Gelobt wurde, dass man mit der Verschluss-Spitze die Tube aufsticht. Für Patienten mit Gelenk-Psoriasis sei es nämlich mühsam, bei anderen Produkten die winzige Alu-Verschlussfolie zu entfernen. Mehrere Tester hatten Probleme, die Salbe aus der Tube heraus zu bekommen. Das lag entweder an der Temperatur der Salbe, die nicht zu kalt sein dürfe. Einige haben sie deshalb vor Gebrauch angewärmt. Oder es lag daran, dass Tester wegen ihrer Psoriasis Arthritis nicht so viel Kraft in den Händen hatten.
Aber der Preis...
Bei einigen kam beim ersten Gebrauch ein gelbliches Öl aus der Tube. Auch die Schutzkappe der Spraydose bekamen nicht alle leicht ab. Eine Testerin meinte, aus der Spraydose käme zu viel Flüssigkeit heraus, die daneben gehe.
Eine andere Testerin wies darauf hin, dass die Produkte das Konservierungsmittel Phenoxyethanol enthalten, das sie nicht vertrage. Grundsätzlich gilt das Mittel als gut verträglich. Es gibt aber Menschen, die darauf allergisch reagieren. Nur die müssen es meiden. Es sollte weder verschluckt noch in die Augen gerieben werden. In der Naturkosmetik wird es nicht verwendet.
Obgleich fast alle Tester die „Ergiebigkeit“ der Produkte positiv bewertet hatten, war aus den Kommentaren nicht herauszulesen, worauf sich dieses Urteil bezog: Auf die Anwendung beim Juckreiz (punktuell) oder bei der Pflege (großflächig). Einige bemängelten, die Menge in der Tube (30 ml) und im Spray (50 ml) sei für eine regelmäßige Hautpflege viel zu wenig. Als reine Pflegeprodukte seien sie deshalb zu teuer.
Schließlich kritisierte ein Tester, dass nicht darauf hingewiesen werde, wie lange die Salbe verwendet werden könne, wenn sie einmal geöffnet ist. Das entsprechende Kennzeichnungssymbol fehle. Außerdem bemängelte er auf der Internetseite des Anbieters, dass die Inhaltsstoffe nicht vollständig gemäß INCI aufgeführt werden.
Begeisterte Kundenzuschriften sind kein Wirkungsnachweis
Die getesteten Produkte gehören zu der Gruppe der Cosmeceuticals. Solche „Kosmetika mit Doktorfaktor“ (ÖKOTEST) versprechen zum Beispiel die Haut zu entfetten, Altersfalten zu beseitigen, Juckreiz zu lindern, das Bakterium Staphylococcus aureus zurückzudrängen oder Bindegewebe neu zu bilden. Solche Aussagen müssen aber nicht durch placebo-kontrollierte und randomisierte Studien nachgewiesen werden. Sie können also objektiv nicht nachgeprüft werden. Die Anbieter sollten deshalb schon in eigenem Interesse, um ihre Glaubwürdigkeit zu beweisen, unabhängige wissenschaftliche Studien vorlegen. Das forderten Derma-Pharmazeuten auf ihrer Jahrestagung 2016.

════

#### AUFGABEN
**1)** Schreibe den Testbericht ab, beginnend mit „Bei einigen kam“ und fortlaufend bis einschließlich „es nicht verwendet.“.
**2)** Welches Konservierungsmittel enthalten die Produkte laut dem Testbericht?
Die Daten spielen dabei keine Rolle.

════

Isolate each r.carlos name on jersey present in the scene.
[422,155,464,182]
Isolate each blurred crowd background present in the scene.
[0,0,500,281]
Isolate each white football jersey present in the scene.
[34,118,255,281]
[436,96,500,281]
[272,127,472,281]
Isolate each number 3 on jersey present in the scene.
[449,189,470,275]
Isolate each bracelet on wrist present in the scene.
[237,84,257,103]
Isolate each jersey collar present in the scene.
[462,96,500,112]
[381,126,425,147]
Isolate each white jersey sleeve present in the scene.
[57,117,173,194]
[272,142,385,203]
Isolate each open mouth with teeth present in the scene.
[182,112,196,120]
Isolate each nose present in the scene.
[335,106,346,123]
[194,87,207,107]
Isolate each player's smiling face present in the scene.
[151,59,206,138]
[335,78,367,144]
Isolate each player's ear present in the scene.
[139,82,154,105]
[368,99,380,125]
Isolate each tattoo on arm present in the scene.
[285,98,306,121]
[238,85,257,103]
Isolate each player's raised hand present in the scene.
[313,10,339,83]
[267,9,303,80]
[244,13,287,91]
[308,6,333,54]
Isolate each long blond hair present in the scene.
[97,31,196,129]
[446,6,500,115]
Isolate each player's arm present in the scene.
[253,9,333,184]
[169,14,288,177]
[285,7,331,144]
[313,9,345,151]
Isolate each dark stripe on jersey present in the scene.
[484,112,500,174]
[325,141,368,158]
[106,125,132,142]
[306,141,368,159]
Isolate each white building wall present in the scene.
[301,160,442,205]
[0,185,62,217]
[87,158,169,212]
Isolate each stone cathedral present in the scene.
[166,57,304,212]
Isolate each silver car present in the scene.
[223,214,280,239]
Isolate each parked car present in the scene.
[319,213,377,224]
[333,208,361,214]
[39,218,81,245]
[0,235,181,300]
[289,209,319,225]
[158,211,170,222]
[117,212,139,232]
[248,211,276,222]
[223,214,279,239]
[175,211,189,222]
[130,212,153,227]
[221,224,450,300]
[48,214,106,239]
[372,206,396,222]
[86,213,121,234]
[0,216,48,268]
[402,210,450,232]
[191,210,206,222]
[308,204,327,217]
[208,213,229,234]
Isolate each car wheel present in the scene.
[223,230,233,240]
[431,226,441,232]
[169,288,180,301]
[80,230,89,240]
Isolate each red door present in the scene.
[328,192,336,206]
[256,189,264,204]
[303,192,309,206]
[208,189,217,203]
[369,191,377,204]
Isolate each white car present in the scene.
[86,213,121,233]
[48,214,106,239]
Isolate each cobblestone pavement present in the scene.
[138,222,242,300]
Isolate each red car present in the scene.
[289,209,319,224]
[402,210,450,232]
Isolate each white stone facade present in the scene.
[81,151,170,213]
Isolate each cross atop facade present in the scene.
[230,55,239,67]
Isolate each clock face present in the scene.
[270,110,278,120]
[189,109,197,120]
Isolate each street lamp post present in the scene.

════

#### ANTWORTEN
**1)**
Bei einigen kam beim ersten Gebrauch ein gelbliches Öl aus der Tube. Auch die Schutzkappe der Spraydose bekamen nicht alle leicht ab. Eine Testerin meinte, aus der Spraydose käme zu viel Flüssigkeit heraus, die daneben gehe.
Eine andere Testerin wies darauf hin, dass die Produkte das Konservierungsmittel Phenoxyethanol enthalten, das sie nicht vertrage. Grundsätzlich gilt das Mittel als gut verträglich. Es gibt aber Menschen, die darauf allergisch reagieren. Nur die müssen es meiden. Es sollte weder verschluckt noch in die Augen gerieben werden. In der Naturkosmetik wird es nicht verwendet.

**2)** Phenoxyethanol